====== Text extract

Also you add a piece of copper in the leftover nitric acid solution to recover any silver in it.

If you were not so lazy to read you could be looking at a nice gold button right now instead of getting mad that I said you are just lazy. 
READ the book
Tom C.

edit: I apologize in advance to anyone that didn't like my choice of words.


----------



## publius (Jan 26, 2012)

niteliteone said:


> Yash said:
> 
> 
> > i don't want to read books, search the process, etc. because i want to save my time. and if i read books, search, etc. may i not get the right process which recovery gold from this type of metal.
> ...



niteliteone: OUTSTANDING reply!


----------



## Smack (Jan 26, 2012)

Tom, great choice of words for someone that takes words of advice from the people that obviously hold the knowledge he seeks and then throws it back at them with I don't want to...


----------



## Yash (Jan 26, 2012)

if i mix 4gms of gold in the metal.can it raise the percentage of gold. if the percentage of gold raise to 50% .so it would be easy to recover.


----------



## joem (Jan 26, 2012)

Yash. Your making my head spin. Stop and listen to what people are telling you before you hurt yourself.


----------



## niteliteone (Jan 26, 2012)

Smack said:


> IP check?



I think this guy is just yanking our chain.
I second the IP check

Tom C.


----------



## jimdoc (Jan 27, 2012)

Yash said:


> if i mix 4gms of gold in the metal.can it raise the percentage of gold. if the percentage of gold raise to 50% .so it would be easy to recover.



Sure, why not just add enough gold to bring the percentage up to 99.9%?
That is the easy way to refine gold. 

Jim


----------



## Harold_V (Jan 27, 2012)

============
====== Listing

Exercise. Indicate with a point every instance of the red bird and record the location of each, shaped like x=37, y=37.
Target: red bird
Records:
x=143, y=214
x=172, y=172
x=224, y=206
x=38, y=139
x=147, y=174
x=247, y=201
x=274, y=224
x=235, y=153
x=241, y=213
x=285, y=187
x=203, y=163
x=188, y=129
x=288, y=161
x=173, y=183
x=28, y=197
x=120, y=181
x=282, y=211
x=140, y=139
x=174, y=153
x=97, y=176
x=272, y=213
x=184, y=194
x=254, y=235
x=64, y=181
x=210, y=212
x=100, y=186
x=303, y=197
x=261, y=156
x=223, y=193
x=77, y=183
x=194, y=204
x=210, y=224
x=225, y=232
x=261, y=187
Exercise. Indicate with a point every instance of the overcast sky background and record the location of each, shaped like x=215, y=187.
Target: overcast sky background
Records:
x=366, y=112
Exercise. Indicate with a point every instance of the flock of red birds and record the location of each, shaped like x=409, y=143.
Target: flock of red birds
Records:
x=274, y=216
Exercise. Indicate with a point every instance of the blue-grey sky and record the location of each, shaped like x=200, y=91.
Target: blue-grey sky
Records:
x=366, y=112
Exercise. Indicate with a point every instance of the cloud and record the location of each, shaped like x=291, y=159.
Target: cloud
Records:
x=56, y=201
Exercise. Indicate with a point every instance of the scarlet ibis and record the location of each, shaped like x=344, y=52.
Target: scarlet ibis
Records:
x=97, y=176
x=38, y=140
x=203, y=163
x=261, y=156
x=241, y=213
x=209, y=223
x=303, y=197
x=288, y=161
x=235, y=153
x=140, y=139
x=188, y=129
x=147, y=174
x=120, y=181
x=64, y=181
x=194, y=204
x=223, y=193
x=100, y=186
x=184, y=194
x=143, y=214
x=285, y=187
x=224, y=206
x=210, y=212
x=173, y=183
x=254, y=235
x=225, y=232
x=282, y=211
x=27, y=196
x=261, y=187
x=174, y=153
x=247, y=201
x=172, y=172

============

▸ Your tasks:
1. Echo the passage of the gold refining forum thread between "Also you add" and "publius (Jan 26, 2012)", inclusive.
2. In the gold refining forum thread, what should be put into the leftover nitric acid solution to recover any silver in it?
3. Go on with the gold refining forum thread, picking up right after its final line.

▸ Answer list:
1.
Also you add a piece of copper in the leftover nitric acid solution to recover any silver in it.

If you were not so lazy to read you could be looking at a nice gold button right now instead of getting mad that I said you are just lazy. 
READ the book
Tom C.

edit: I apologize in advance to anyone that didn't like my choice of words.


----------



## publius (Jan 26, 2012)

2. A piece of copper.

3.
This appears to be a classic case of a reader having something in mind, and will have no part of having it taken from him, wrong as it may be. 

We can lead them to water, but we can't make them drink. If they refuse, let them go thirsty. Do not waste your valuable time trying to make someone understand when they're already way, way, way too clever to hear anything but that which they hope to hear. 

Harold


----------



## Yash (Jan 27, 2012)

i am new in this site. i had conversation with intelligent people some taunting me and some clear my many confustion.


----------



## Jason1 (Jan 27, 2012)

Sure this isn't donttreadonme?


----------



## Yash (Jan 27, 2012)

is gold have non-metal impurities also?


----------



## Geo (Jan 27, 2012)

if it has been melted, it will not have organic contamination. you should study more.


----------



## Yash (Jan 27, 2012)

if a metal contain 1% gold .is it is possible to recover gold


----------



## nickvc (Jan 28, 2012)

Yash said:


> if a metal contain 1% gold .is it is possible to recover gold




Simple answer, yes. Is it commercially viable? Unless we know the composition of the alloy it's a guessing game and very much volume dependant, if you have 10 grams is it worth it...if you have 10 kilos well now that's worth chasing after.
Yash I have suggested before you do your reading...at least read Hoke it really will give you the answers to many of the questions you ask.


----------



## Yash (Jan 28, 2012)

when i put my metal in nitric(50%).
. After the reaction completes i get nothing. why?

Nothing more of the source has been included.